> _Requirements_
Can you copy, word for word, everything in the records below from the line containing "Q. Locate the white" down to the line containing "pixel 214 64", with both of those lines included and nothing else?

> _Stored rows_
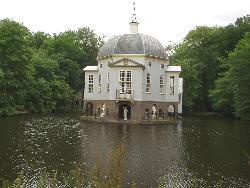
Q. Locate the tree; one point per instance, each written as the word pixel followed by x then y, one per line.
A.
pixel 16 67
pixel 232 90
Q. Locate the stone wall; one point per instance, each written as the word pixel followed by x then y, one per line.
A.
pixel 138 108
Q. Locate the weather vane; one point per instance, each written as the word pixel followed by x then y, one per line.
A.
pixel 134 19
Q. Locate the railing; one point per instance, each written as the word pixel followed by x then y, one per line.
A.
pixel 124 95
pixel 159 116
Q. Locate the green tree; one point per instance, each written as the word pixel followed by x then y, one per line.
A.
pixel 15 65
pixel 232 90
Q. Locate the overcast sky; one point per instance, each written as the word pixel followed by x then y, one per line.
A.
pixel 166 20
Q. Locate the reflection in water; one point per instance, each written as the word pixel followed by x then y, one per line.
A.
pixel 203 152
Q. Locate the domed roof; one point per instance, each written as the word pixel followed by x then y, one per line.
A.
pixel 133 44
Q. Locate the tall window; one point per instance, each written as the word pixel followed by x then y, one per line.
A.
pixel 125 82
pixel 172 84
pixel 100 83
pixel 161 84
pixel 91 82
pixel 148 85
pixel 108 83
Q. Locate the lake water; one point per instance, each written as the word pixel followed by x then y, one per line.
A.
pixel 207 151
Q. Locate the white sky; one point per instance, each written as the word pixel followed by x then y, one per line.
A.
pixel 166 20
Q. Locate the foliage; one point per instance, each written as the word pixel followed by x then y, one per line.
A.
pixel 232 92
pixel 40 72
pixel 214 64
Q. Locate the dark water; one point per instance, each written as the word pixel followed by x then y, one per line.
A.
pixel 203 151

> _The solution_
Q. Locate the white sky; one point per instance, each written as the word pixel followed by x then y, one per line.
A.
pixel 166 20
Q. Locate the foliage; one point per instance, each written as the word pixel followed by x then y, one per line.
A.
pixel 232 92
pixel 40 72
pixel 214 64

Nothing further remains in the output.